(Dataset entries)
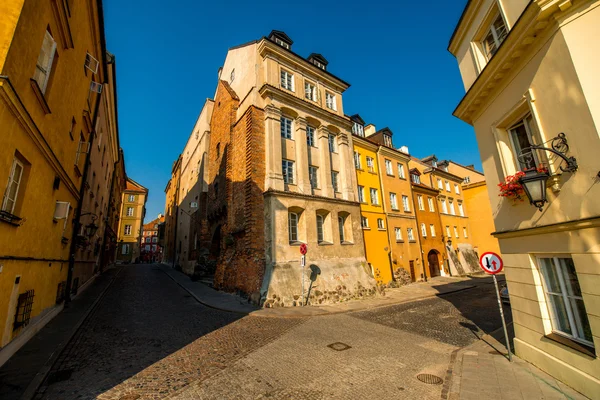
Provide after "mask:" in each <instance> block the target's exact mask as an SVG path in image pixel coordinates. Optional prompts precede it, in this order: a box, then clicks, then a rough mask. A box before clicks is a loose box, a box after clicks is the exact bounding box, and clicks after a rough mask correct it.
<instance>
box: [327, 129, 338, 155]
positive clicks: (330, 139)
mask: <svg viewBox="0 0 600 400" xmlns="http://www.w3.org/2000/svg"><path fill="white" fill-rule="evenodd" d="M327 141H328V142H329V151H330V152H332V153H335V152H336V150H335V135H332V134H331V133H330V134H329V136H328V138H327Z"/></svg>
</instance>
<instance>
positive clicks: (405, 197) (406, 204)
mask: <svg viewBox="0 0 600 400" xmlns="http://www.w3.org/2000/svg"><path fill="white" fill-rule="evenodd" d="M402 207H404V211H406V212H409V211H410V203H409V202H408V196H404V195H403V196H402Z"/></svg>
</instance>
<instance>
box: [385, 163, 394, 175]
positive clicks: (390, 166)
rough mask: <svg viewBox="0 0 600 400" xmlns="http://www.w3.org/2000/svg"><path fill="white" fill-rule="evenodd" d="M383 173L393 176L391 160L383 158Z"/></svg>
mask: <svg viewBox="0 0 600 400" xmlns="http://www.w3.org/2000/svg"><path fill="white" fill-rule="evenodd" d="M385 173H386V174H388V175H390V176H394V169H393V168H392V162H391V161H390V160H385Z"/></svg>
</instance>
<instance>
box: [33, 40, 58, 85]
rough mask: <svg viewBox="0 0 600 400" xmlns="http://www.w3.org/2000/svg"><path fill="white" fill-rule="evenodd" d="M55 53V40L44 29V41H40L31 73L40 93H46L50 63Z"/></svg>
mask: <svg viewBox="0 0 600 400" xmlns="http://www.w3.org/2000/svg"><path fill="white" fill-rule="evenodd" d="M55 55H56V42H55V41H54V38H53V37H52V35H51V34H50V32H48V31H46V34H45V35H44V41H43V42H42V48H41V49H40V54H39V55H38V60H37V63H36V65H35V72H34V73H33V79H34V80H35V81H36V82H37V84H38V86H39V88H40V90H41V91H42V93H46V89H47V88H48V81H49V80H50V73H51V72H52V64H53V62H54V56H55Z"/></svg>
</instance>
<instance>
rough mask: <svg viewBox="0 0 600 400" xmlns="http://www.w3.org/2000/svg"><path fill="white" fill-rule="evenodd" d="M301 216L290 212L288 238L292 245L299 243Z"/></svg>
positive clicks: (288, 220) (289, 213)
mask: <svg viewBox="0 0 600 400" xmlns="http://www.w3.org/2000/svg"><path fill="white" fill-rule="evenodd" d="M299 220H300V218H299V215H298V214H297V213H294V212H288V237H289V240H290V243H294V242H297V241H298V221H299Z"/></svg>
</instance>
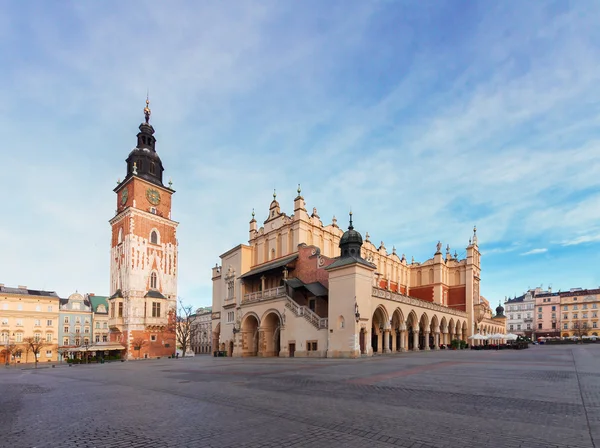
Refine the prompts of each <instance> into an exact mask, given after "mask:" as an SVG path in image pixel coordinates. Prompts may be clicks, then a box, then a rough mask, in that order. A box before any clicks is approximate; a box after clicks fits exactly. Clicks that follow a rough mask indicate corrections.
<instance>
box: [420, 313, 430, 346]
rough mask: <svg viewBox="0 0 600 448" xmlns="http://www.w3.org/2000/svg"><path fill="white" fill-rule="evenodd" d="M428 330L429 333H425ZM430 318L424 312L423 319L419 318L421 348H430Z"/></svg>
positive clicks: (428, 332)
mask: <svg viewBox="0 0 600 448" xmlns="http://www.w3.org/2000/svg"><path fill="white" fill-rule="evenodd" d="M425 332H427V333H425ZM430 335H431V334H430V332H429V319H428V318H427V314H425V313H423V314H422V315H421V319H420V320H419V349H420V350H429V337H430Z"/></svg>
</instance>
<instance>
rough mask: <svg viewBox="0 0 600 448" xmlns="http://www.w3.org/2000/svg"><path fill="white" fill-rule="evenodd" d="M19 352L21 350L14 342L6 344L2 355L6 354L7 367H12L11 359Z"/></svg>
mask: <svg viewBox="0 0 600 448" xmlns="http://www.w3.org/2000/svg"><path fill="white" fill-rule="evenodd" d="M18 352H19V348H18V347H17V345H16V344H15V343H14V342H5V343H4V346H3V348H2V351H1V352H0V353H3V354H4V359H5V363H6V365H7V366H8V365H10V358H11V357H12V356H14V355H16V354H17V353H18Z"/></svg>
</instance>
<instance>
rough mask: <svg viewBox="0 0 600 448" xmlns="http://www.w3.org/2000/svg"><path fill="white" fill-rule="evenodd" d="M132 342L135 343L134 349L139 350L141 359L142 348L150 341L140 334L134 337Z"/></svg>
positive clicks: (132, 342)
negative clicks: (135, 337)
mask: <svg viewBox="0 0 600 448" xmlns="http://www.w3.org/2000/svg"><path fill="white" fill-rule="evenodd" d="M131 344H132V345H133V349H134V350H137V351H138V359H140V352H141V350H142V348H143V347H145V346H146V344H148V341H146V339H144V338H143V337H141V336H138V337H137V338H133V339H132V341H131Z"/></svg>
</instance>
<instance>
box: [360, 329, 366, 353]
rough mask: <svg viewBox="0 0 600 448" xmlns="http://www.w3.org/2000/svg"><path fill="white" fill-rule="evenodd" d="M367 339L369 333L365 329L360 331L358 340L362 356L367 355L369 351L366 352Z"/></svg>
mask: <svg viewBox="0 0 600 448" xmlns="http://www.w3.org/2000/svg"><path fill="white" fill-rule="evenodd" d="M366 337H367V332H366V330H365V328H364V327H363V328H361V329H360V335H359V338H358V343H359V346H360V354H361V355H364V354H366V353H367V351H366V344H365V338H366Z"/></svg>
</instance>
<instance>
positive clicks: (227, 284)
mask: <svg viewBox="0 0 600 448" xmlns="http://www.w3.org/2000/svg"><path fill="white" fill-rule="evenodd" d="M234 291H235V285H234V282H233V280H231V281H229V282H227V299H228V300H231V299H233V294H234Z"/></svg>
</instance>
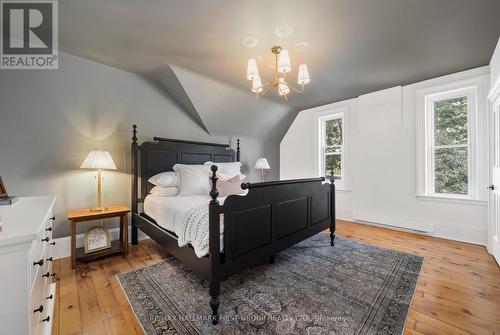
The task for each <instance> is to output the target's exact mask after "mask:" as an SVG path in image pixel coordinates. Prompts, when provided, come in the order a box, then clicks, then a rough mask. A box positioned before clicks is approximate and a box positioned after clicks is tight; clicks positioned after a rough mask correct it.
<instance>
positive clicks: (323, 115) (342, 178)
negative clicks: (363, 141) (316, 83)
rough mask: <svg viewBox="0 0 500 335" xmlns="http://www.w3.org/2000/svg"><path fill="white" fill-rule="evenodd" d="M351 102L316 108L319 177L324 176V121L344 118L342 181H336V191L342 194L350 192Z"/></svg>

EXERCISE PROMPT: Retype the data shown above exactly, excluding any picture it contains.

ANSWER SPACE:
Provide after "mask:" in each <instance> block the target's exact mask as an SVG path in image pixel coordinates. Optional prompts precede it, in this order: a box, then clicks, then a rough mask. A box before clicks is a loose box, a box after clicks is the exact bounding box, and clicks after a rough mask correct it.
<instance>
box: [327, 129, 338, 155]
positive clicks: (330, 139)
mask: <svg viewBox="0 0 600 400" xmlns="http://www.w3.org/2000/svg"><path fill="white" fill-rule="evenodd" d="M327 141H328V142H329V151H330V152H332V153H335V152H336V150H335V135H332V134H331V133H330V134H329V136H328V138H327Z"/></svg>
</instance>
<instance>
positive clicks: (405, 197) (406, 204)
mask: <svg viewBox="0 0 600 400" xmlns="http://www.w3.org/2000/svg"><path fill="white" fill-rule="evenodd" d="M402 207H404V211H406V212H409V211H410V203H409V202H408V196H404V195H403V196H402Z"/></svg>
</instance>
<instance>
box: [385, 163, 394, 175]
positive clicks: (390, 166)
rough mask: <svg viewBox="0 0 600 400" xmlns="http://www.w3.org/2000/svg"><path fill="white" fill-rule="evenodd" d="M383 173L393 176L391 160L383 158Z"/></svg>
mask: <svg viewBox="0 0 600 400" xmlns="http://www.w3.org/2000/svg"><path fill="white" fill-rule="evenodd" d="M385 173H386V174H388V175H390V176H394V169H393V168H392V162H391V161H390V160H385Z"/></svg>
</instance>
<instance>
box: [33, 40, 58, 85]
rough mask: <svg viewBox="0 0 600 400" xmlns="http://www.w3.org/2000/svg"><path fill="white" fill-rule="evenodd" d="M55 53V40L44 29V41H40L31 73L40 93H46L50 63Z"/></svg>
mask: <svg viewBox="0 0 600 400" xmlns="http://www.w3.org/2000/svg"><path fill="white" fill-rule="evenodd" d="M55 55H56V42H55V41H54V38H53V37H52V35H51V34H50V32H48V31H46V34H45V35H44V41H43V42H42V48H41V49H40V54H39V55H38V60H37V63H36V65H35V72H34V73H33V79H34V80H35V81H36V82H37V84H38V86H39V88H40V90H41V91H42V93H46V89H47V88H48V81H49V80H50V73H51V72H52V64H53V62H54V56H55Z"/></svg>
</instance>
<instance>
rough mask: <svg viewBox="0 0 600 400" xmlns="http://www.w3.org/2000/svg"><path fill="white" fill-rule="evenodd" d="M301 216L290 212L288 238L292 245L299 243Z"/></svg>
positive clicks: (288, 220) (289, 213)
mask: <svg viewBox="0 0 600 400" xmlns="http://www.w3.org/2000/svg"><path fill="white" fill-rule="evenodd" d="M299 220H300V218H299V215H298V214H297V213H294V212H288V237H289V240H290V243H294V242H297V241H298V221H299Z"/></svg>
</instance>
Refine the prompts of each <instance> into an exact mask, given after "mask:" as an SVG path in image pixel coordinates. Prompts may be clicks, then a box, then a rough mask, in that order. A box before any clicks is approximate; a box after clicks fits exactly. Clicks that follow a rough mask indicate corrections.
<instance>
box: [420, 313, 430, 346]
rough mask: <svg viewBox="0 0 600 448" xmlns="http://www.w3.org/2000/svg"><path fill="white" fill-rule="evenodd" d="M428 330L429 333H425ZM430 318L424 312L423 319L419 318L421 348H430Z"/></svg>
positive clicks: (428, 332)
mask: <svg viewBox="0 0 600 448" xmlns="http://www.w3.org/2000/svg"><path fill="white" fill-rule="evenodd" d="M425 332H427V333H425ZM430 335H431V334H430V332H429V319H428V318H427V314H425V313H423V314H422V315H421V319H420V320H419V349H420V350H429V337H430Z"/></svg>
</instance>
<instance>
rough mask: <svg viewBox="0 0 600 448" xmlns="http://www.w3.org/2000/svg"><path fill="white" fill-rule="evenodd" d="M19 352L21 350L14 342L6 344L2 355L6 354L7 367H12L11 359Z"/></svg>
mask: <svg viewBox="0 0 600 448" xmlns="http://www.w3.org/2000/svg"><path fill="white" fill-rule="evenodd" d="M18 352H19V348H18V347H17V345H16V344H15V343H14V342H5V343H4V346H3V348H2V351H1V352H0V353H3V354H4V359H5V363H6V365H7V366H8V365H10V358H11V357H12V356H14V355H16V354H17V353H18Z"/></svg>
</instance>
<instance>
rough mask: <svg viewBox="0 0 600 448" xmlns="http://www.w3.org/2000/svg"><path fill="white" fill-rule="evenodd" d="M132 342L135 343L134 349L139 350L141 359L142 348L150 341L140 334L134 337Z"/></svg>
positive clicks: (132, 342)
negative clicks: (135, 337)
mask: <svg viewBox="0 0 600 448" xmlns="http://www.w3.org/2000/svg"><path fill="white" fill-rule="evenodd" d="M131 344H132V345H133V349H134V350H137V351H138V359H140V352H141V350H142V348H143V347H145V346H146V344H148V341H146V339H144V338H143V337H141V336H138V337H137V338H133V339H132V341H131Z"/></svg>
</instance>
<instance>
box: [360, 329, 366, 353]
rough mask: <svg viewBox="0 0 600 448" xmlns="http://www.w3.org/2000/svg"><path fill="white" fill-rule="evenodd" d="M367 339L369 333L365 329L360 331L358 340L362 356L367 355L369 351L366 352Z"/></svg>
mask: <svg viewBox="0 0 600 448" xmlns="http://www.w3.org/2000/svg"><path fill="white" fill-rule="evenodd" d="M366 337H367V332H366V330H365V328H364V327H363V328H361V329H360V335H359V338H358V343H359V346H360V354H361V355H364V354H366V353H367V351H366V344H365V338H366Z"/></svg>
</instance>
<instance>
positive clicks: (227, 284)
mask: <svg viewBox="0 0 600 448" xmlns="http://www.w3.org/2000/svg"><path fill="white" fill-rule="evenodd" d="M234 291H235V285H234V282H233V280H231V281H229V282H227V299H228V300H231V299H233V294H234Z"/></svg>
</instance>
The task for each <instance> is to output the target's exact mask after "mask:" as an SVG path in image pixel coordinates. Prompts, when provided, come in the order a box, then clicks, then a rough mask. A box positioned before clicks is approximate and a box positioned after clicks is tight; clicks positioned after a rough mask correct it.
<instance>
positive clicks: (323, 115) (342, 178)
negative clicks: (363, 141) (316, 83)
rough mask: <svg viewBox="0 0 500 335" xmlns="http://www.w3.org/2000/svg"><path fill="white" fill-rule="evenodd" d="M351 102L316 108L319 177L324 176V121L344 118L342 181H336V191L342 194L350 192Z"/></svg>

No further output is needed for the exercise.